### [Set task 1]
Convert the records starting at the line with "Annotation task: tag one point per instance of the neck" (that line included) through the end of the records into a two-column CSV with the columns input and output. Give one row per record, with its text in input and its answer in output, each as a single quoted field with line breaks replaced by spaces.

### [Document excerpt]
How Many Calories Do You Burn In 1 Hour Running? | Real-World Numbers

In one hour of running, a 70 kg person burns about 560–1,050 calories, depending on pace and terrain.

Calories Burned From One Hour Of Running — Methods That Agree

There are two solid ways to estimate energy use from a run. The first uses MET values from the Compendium of Physical Activities, which lists running paces and their intensity ratings. The second uses the ACSM metabolic equation for running to estimate oxygen cost and turn that into calories. Both land in the same ballpark when you plug in the same pace and body weight.

What “MET” Means In Plain Terms

One MET equals the energy cost of quiet rest. If an activity is 10 MET, it uses about ten times resting energy. That means a quick back-of-napkin rule works: calories per hour ≈ MET × body weight (kg). This is why faster paces burn more per hour—the MET climbs with speed.

### [Task inputs]
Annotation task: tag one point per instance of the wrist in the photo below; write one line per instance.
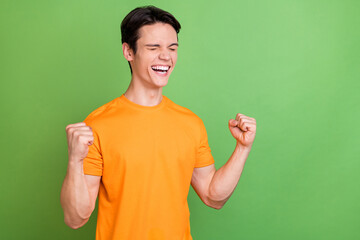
(242, 148)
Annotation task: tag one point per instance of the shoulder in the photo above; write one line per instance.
(184, 112)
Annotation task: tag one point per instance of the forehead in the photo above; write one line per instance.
(158, 32)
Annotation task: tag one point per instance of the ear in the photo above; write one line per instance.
(128, 52)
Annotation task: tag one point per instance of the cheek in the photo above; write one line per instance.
(174, 58)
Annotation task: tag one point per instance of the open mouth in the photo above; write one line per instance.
(160, 69)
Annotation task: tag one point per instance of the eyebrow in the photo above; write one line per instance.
(158, 45)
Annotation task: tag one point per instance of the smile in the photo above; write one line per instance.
(161, 69)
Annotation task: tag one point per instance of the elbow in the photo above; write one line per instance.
(75, 224)
(215, 204)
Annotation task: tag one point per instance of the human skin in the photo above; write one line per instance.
(156, 46)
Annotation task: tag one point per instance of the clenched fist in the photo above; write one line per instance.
(243, 129)
(79, 137)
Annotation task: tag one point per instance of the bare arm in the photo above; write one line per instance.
(79, 191)
(78, 195)
(215, 187)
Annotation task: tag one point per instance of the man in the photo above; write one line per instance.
(140, 152)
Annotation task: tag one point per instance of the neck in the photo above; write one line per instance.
(142, 95)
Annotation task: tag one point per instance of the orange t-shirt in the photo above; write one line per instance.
(146, 156)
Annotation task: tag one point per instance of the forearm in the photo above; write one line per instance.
(75, 197)
(225, 179)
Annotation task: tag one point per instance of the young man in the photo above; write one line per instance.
(140, 152)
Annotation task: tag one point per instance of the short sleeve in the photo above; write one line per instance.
(93, 163)
(203, 155)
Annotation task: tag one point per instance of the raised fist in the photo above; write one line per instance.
(79, 137)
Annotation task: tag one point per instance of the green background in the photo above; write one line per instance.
(292, 65)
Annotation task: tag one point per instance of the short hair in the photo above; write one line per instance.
(140, 16)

### [Set task 2]
Write the next part of the text on calories burned in an hour of running, picking up where it stops.

### [Exercise result 1]
input,output
"Annotation task: tag one point per instance of the neck in the photo above; write one line per instance.","(142, 95)"
"Annotation task: tag one point per instance of the orange t-shirt in the photo above; write one line per instance.","(146, 156)"
"Annotation task: tag one point per instance of the forearm in the photo above; write one line per instance.","(75, 197) (225, 179)"
"Annotation task: tag one point per instance of the young man in the photo above; write one line per instance.","(140, 152)"
"Annotation task: tag one point per instance of the short sleeve in the photo above; write one line per instance.","(93, 163) (203, 155)"
"Annotation task: tag one point per instance of the raised fist in the photo above; write one line per instance.","(79, 137)"
"Annotation task: tag one point per instance of the green background in the photo above; write one line per instance.","(292, 65)"
"Annotation task: tag one point per instance of the short hair in the photo above; write one line per instance.","(140, 16)"

### [Exercise result 2]
Typical METs For Common Paces

The Compendium lists ranges across speeds. Here are reference numbers you can apply right away.

Hourly Energy Use At Common Paces (70 kg example)
Pace (mph) MET kcal/hr (70 kg)
5.0 (12:00/mile) ~8.3–9.0 ~580–630
6.0 (10:00/mile) ~9.8 ~690
7.5 (8:00/mile) ~11.5 ~805
8.6 (7:00/mile) ~12.3 ~861
10.0 (6:00/mile) ~14.5 ~1,015

Once you set your daily calorie needs, you can place these hourly burns in context for weight change or fueling.

Health agencies group running as a vigorous activity. You’ll see that label in public guidance that explains intensity and effort cues, including talk test hints and heart-rate signs from the CDC activity basics. For pace-specific intensity numbers, the Compendium is the field standard for MET entries tied to named running speeds and surfaces.

How To Personalize Your Hourly Burn

The table above uses a 70 kg (154 lb) runner as an example. To adjust for your body weight, multiply the MET by your weight in kilograms. That’s it. If you weigh 60 kg and run at 9.8 MET for one hour, energy use is about 588 kcal (9.8 × 60). At 80 kg, the same hour lands near 784 kcal.

Quick Steps To Run Your Numbers

  1. Pick the pace that matches your hour (steady or average pace).
  2. Grab the matching MET from the table.
  3. Convert your weight to kilograms (lb ÷ 2.2046).
  4. Multiply MET × weight (kg) for kcal per hour.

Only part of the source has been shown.